_EXERCISE PROMPT:_ Under this line are the records; write out word for word the part that begins at the line containing "Where can the distant" and ends at the line containing "Target: setting sun", and no more.

_RECORDS SHOWN:_
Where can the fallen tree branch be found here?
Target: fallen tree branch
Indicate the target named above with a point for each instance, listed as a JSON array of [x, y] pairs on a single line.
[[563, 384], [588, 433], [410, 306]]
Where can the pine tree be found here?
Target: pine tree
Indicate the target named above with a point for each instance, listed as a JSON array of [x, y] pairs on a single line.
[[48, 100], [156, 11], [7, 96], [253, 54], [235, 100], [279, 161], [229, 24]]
---
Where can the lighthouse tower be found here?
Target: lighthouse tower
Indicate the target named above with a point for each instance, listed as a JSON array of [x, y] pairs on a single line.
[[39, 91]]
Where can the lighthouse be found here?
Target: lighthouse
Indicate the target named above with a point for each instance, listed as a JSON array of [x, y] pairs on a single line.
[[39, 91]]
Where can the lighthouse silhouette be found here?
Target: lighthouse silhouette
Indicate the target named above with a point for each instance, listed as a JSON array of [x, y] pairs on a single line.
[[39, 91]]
--
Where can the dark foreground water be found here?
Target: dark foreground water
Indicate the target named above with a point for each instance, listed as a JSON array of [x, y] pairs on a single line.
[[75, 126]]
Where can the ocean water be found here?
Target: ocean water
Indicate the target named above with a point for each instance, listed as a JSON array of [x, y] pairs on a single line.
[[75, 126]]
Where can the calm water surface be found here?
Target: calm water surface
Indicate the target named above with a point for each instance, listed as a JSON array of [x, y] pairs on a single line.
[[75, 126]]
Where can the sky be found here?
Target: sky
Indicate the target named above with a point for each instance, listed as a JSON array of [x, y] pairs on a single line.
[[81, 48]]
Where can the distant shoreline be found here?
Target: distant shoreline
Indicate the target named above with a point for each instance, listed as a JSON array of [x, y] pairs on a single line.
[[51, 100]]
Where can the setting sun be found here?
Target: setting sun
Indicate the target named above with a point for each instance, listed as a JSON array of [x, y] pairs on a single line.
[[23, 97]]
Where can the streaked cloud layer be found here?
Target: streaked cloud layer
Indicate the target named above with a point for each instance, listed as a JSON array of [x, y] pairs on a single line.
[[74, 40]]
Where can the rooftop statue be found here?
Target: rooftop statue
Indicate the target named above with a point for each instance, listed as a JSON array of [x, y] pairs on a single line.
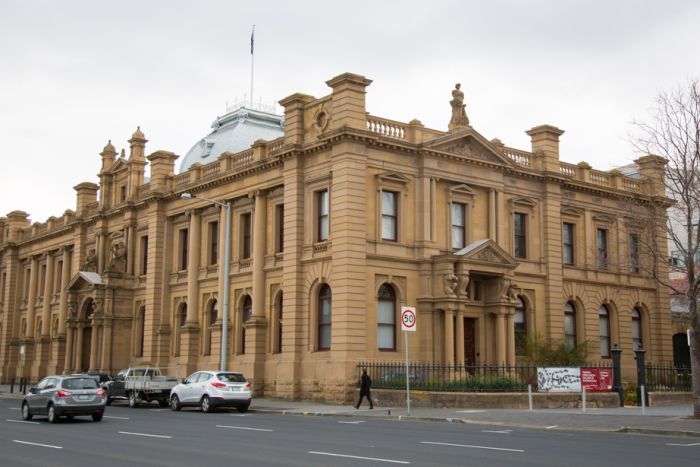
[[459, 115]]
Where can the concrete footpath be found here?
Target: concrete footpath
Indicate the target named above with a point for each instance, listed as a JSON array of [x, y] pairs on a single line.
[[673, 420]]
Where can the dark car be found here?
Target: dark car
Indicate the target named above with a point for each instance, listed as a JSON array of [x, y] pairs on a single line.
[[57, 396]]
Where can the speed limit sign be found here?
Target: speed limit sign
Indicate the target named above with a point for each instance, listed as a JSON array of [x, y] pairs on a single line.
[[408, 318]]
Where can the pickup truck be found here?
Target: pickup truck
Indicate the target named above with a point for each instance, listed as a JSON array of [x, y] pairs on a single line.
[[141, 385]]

_EXPECTED OUTPUT:_
Where can the distant shoreline be found here?
Target: distant shoreline
Indicate the target named above with a point for each instance, listed as a JSON array of [x, y] pairs on a single line.
[[51, 100]]
Where can the setting sun be found here?
Target: setting sun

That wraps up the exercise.